* [YOUR INSTRUCTIONS]:
Copy the full set of lines exactly as given.

>> Start RECORDS SUPPLIED

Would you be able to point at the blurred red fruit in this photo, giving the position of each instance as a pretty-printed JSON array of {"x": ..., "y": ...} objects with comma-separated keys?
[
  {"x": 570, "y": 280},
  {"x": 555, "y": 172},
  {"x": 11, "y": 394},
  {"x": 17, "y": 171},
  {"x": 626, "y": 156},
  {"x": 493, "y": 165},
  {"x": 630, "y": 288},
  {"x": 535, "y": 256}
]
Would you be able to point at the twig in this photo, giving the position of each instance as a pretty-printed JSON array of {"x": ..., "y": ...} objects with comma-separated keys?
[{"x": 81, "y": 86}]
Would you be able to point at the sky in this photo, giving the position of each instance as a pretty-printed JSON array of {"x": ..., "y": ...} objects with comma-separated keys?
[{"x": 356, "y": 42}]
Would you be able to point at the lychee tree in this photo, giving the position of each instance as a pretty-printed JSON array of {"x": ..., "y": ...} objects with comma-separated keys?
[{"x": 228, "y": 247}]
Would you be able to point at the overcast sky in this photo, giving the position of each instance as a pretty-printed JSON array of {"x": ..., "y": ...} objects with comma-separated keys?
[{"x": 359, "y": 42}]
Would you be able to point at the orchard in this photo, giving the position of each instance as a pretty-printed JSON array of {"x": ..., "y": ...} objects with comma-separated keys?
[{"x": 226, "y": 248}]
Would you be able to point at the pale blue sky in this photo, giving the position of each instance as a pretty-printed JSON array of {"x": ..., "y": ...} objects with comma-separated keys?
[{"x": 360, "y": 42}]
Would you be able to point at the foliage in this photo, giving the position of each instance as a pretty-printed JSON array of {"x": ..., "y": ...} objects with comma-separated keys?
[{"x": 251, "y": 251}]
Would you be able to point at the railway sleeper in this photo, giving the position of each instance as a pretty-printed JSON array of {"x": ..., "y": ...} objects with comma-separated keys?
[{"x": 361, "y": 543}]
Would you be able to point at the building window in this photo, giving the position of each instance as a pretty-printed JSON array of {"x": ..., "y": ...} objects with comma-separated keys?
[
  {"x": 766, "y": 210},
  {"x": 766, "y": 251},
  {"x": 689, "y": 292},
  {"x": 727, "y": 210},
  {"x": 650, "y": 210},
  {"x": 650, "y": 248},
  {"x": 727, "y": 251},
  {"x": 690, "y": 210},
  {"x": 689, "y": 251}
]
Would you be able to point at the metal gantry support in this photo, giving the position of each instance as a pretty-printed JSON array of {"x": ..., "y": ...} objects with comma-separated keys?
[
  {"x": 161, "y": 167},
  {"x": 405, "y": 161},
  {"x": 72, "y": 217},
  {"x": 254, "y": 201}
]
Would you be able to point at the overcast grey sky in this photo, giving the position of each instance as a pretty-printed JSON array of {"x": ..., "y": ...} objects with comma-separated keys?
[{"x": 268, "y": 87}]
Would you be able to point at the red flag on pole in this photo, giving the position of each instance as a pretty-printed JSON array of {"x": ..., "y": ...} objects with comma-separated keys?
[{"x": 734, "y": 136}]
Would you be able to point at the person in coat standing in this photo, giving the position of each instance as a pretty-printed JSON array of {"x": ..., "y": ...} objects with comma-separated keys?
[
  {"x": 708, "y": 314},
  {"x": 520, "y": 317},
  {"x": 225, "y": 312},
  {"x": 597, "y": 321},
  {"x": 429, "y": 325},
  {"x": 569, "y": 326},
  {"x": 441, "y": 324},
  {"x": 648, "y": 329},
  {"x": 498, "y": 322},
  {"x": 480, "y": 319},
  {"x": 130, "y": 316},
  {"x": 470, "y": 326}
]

>> End RECORDS SUPPLIED

* [COMPLETE ANSWER]:
Would you be able to point at the blurred red fruit in this photo, giving the position of each instance as a pretty-printed JSON array of {"x": ..., "y": ...} objects with comma-separated keys?
[
  {"x": 570, "y": 280},
  {"x": 555, "y": 172},
  {"x": 11, "y": 394},
  {"x": 17, "y": 171},
  {"x": 626, "y": 156},
  {"x": 493, "y": 165},
  {"x": 630, "y": 288},
  {"x": 535, "y": 256}
]
Would you be able to point at the twig in this photo, giving the position of each instance as a pretty-printed JSON array of {"x": ..., "y": ...} objects with comma-separated keys?
[{"x": 81, "y": 86}]
Would you be able to point at the sky in this photo, giving the position of each instance as a pretty-printed JSON array of {"x": ..., "y": ...} objects with comma-separated keys?
[{"x": 356, "y": 42}]
Would you be able to point at the lychee tree in this photo, giving the position of each instance as a pretty-printed JSON array of {"x": ..., "y": ...} objects with comma-separated keys?
[{"x": 228, "y": 247}]
Would you be able to point at the overcast sky in this photo, giving the position of each instance as a pretty-printed JSON array of {"x": ..., "y": ...} objects with comma-separated keys?
[{"x": 359, "y": 42}]
Would you be able to point at the orchard in this photo, giving the position of each instance as a pretty-printed JSON array of {"x": ..., "y": ...} objects with comma-separated keys?
[{"x": 226, "y": 248}]
Would you be able to point at the pale blue sky in this photo, giving the position of each instance as a pretty-printed JSON array of {"x": ..., "y": ...} objects with comma-separated keys?
[{"x": 360, "y": 42}]
Would you be able to point at the foliage in this photo, giving the position of each instance as a pretty-printed JSON array of {"x": ..., "y": ...} objects with comma-separated keys?
[{"x": 251, "y": 251}]
Would you be able to point at the railway sleeper in this photo, giving the position of each instance as a pretty-printed JSON array of {"x": ..., "y": ...} objects with comma-separated keys?
[{"x": 361, "y": 543}]
Would you be able to point at the building window in this photo, giving the position of each instance as a pretty-printed JSON array of {"x": ..., "y": ...} objects with comma-separated keys?
[
  {"x": 766, "y": 210},
  {"x": 766, "y": 251},
  {"x": 689, "y": 292},
  {"x": 727, "y": 210},
  {"x": 650, "y": 210},
  {"x": 650, "y": 248},
  {"x": 727, "y": 251},
  {"x": 690, "y": 210},
  {"x": 689, "y": 251}
]
Would you be able to point at the metal gantry support in this photo, giving the position of each instance as a pretty-printed JSON array of {"x": ..., "y": ...} objects with comma-separated keys?
[
  {"x": 161, "y": 167},
  {"x": 405, "y": 161},
  {"x": 72, "y": 217},
  {"x": 254, "y": 201}
]
Would you be able to point at the overcast grey sky in this photo, giving the position of each instance as a pretty-printed JSON array of {"x": ..., "y": ...} objects with comma-separated keys?
[{"x": 268, "y": 87}]
Would you be able to point at the red flag on pole in this photo, giving the position of each instance as a pretty-printed JSON array of {"x": ..., "y": ...} objects with comma-separated keys?
[{"x": 734, "y": 136}]
Would you be able to point at the person in coat standing in this photo, giving the position of each instance as a pretty-printed JSON array of {"x": ..., "y": ...} objects with comma-separated keys?
[
  {"x": 708, "y": 314},
  {"x": 520, "y": 317},
  {"x": 225, "y": 312},
  {"x": 597, "y": 321},
  {"x": 429, "y": 325},
  {"x": 569, "y": 326},
  {"x": 441, "y": 324},
  {"x": 648, "y": 329},
  {"x": 498, "y": 322},
  {"x": 480, "y": 319},
  {"x": 130, "y": 316},
  {"x": 470, "y": 326}
]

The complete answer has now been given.